(EXERCISE PASSAGE):

Segment Open

Where does Robbie Lawler rank?
@ScreaminDemonLP: Where does Robbie Lawler stand in the all-time WW ranks if he beats Tyron Woodley?
Remember when Lawler won the UFC welterweight title on that narrow decision over Johny Hendricks at UFC 181? Back then, the sight of the "Ruthless" one with a UFC title belt around his waist almost seemed surreal. A bit more than a year and a half later, it's almost hard to picture him without the belt.
The run Lawler has gone on over the past few years is all the more remarkable given how much turnover there has been at the championship level at just about every division except flyweight. Somehow, he's not only redeemed his only loss over the past, but managed to swim through some of the deepest waters we've ever seen a champion get through.
At this point, only Georges St-Pierre and Matt Hughes are ahead of Lawler when listing the all-time great UFC welterweight champs. Lawler still has a long way to go to surpass GSP, who was so far ahead of the competition that his fights were often anti-climactic, for a long period of time. But a win over Woodley, followed by a win over Thompson, could be enough to bump Lawler ahead of Hughes. Such a run would give Lawler 10 wins in his past 11 fights, by and large against a far tougher level of competition than Hughes faced for the bulk of his career.
So as of now, Lawler rates No. 3 on this list. No. 1 is far in the distance. But the second spot is within his sights.
Can T-Wood win?
ADillon__ Jul 27: Are people overlooking @TWooodley?

Segment Closed

(DATA):
Segment Open

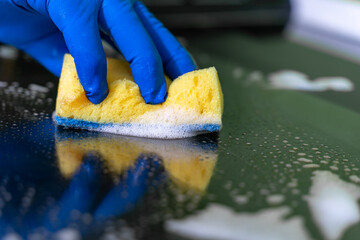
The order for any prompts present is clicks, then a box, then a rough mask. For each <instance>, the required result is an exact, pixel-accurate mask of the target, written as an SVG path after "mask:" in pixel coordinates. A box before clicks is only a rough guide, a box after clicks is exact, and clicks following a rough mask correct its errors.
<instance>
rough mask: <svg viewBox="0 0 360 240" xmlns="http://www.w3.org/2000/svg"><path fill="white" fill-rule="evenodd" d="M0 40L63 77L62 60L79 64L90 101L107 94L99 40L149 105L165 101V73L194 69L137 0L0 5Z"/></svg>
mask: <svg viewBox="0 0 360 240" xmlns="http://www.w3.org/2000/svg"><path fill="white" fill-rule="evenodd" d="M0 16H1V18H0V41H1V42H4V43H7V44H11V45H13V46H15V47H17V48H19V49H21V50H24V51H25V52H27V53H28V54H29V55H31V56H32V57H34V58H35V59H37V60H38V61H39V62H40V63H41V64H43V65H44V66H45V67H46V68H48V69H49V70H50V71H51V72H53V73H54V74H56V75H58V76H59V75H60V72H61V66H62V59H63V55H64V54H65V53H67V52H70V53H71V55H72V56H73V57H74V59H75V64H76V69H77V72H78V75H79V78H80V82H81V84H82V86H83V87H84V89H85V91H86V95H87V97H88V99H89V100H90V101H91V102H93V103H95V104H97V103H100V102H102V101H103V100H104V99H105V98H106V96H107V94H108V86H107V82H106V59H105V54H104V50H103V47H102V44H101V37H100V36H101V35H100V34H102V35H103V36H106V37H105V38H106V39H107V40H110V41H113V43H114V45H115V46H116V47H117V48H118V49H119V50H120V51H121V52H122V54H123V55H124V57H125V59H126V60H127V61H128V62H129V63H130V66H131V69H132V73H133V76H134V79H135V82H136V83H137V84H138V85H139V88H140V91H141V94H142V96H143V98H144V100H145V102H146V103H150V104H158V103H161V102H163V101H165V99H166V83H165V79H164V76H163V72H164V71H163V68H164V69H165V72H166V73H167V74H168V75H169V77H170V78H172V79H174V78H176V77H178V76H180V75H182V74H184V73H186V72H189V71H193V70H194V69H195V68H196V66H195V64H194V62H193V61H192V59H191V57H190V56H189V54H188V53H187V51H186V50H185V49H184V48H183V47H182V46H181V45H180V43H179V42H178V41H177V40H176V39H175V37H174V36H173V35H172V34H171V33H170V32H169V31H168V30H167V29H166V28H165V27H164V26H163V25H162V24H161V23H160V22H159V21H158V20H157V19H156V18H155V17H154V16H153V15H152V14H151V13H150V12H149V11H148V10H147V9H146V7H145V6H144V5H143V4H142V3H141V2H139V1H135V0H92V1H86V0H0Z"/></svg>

Segment Closed

(INSTRUCTIONS FOR THE TASK): Reproduce the part of the text on Robbie Lawler that opens with the words "Where does Robbie Lawler rank?" and closes with "champion get through.".

(RESPONSE FOR THIS EXERCISE):
Where does Robbie Lawler rank?
@ScreaminDemonLP: Where does Robbie Lawler stand in the all-time WW ranks if he beats Tyron Woodley?
Remember when Lawler won the UFC welterweight title on that narrow decision over Johny Hendricks at UFC 181? Back then, the sight of the "Ruthless" one with a UFC title belt around his waist almost seemed surreal. A bit more than a year and a half later, it's almost hard to picture him without the belt.
The run Lawler has gone on over the past few years is all the more remarkable given how much turnover there has been at the championship level at just about every division except flyweight. Somehow, he's not only redeemed his only loss over the past, but managed to swim through some of the deepest waters we've ever seen a champion get through.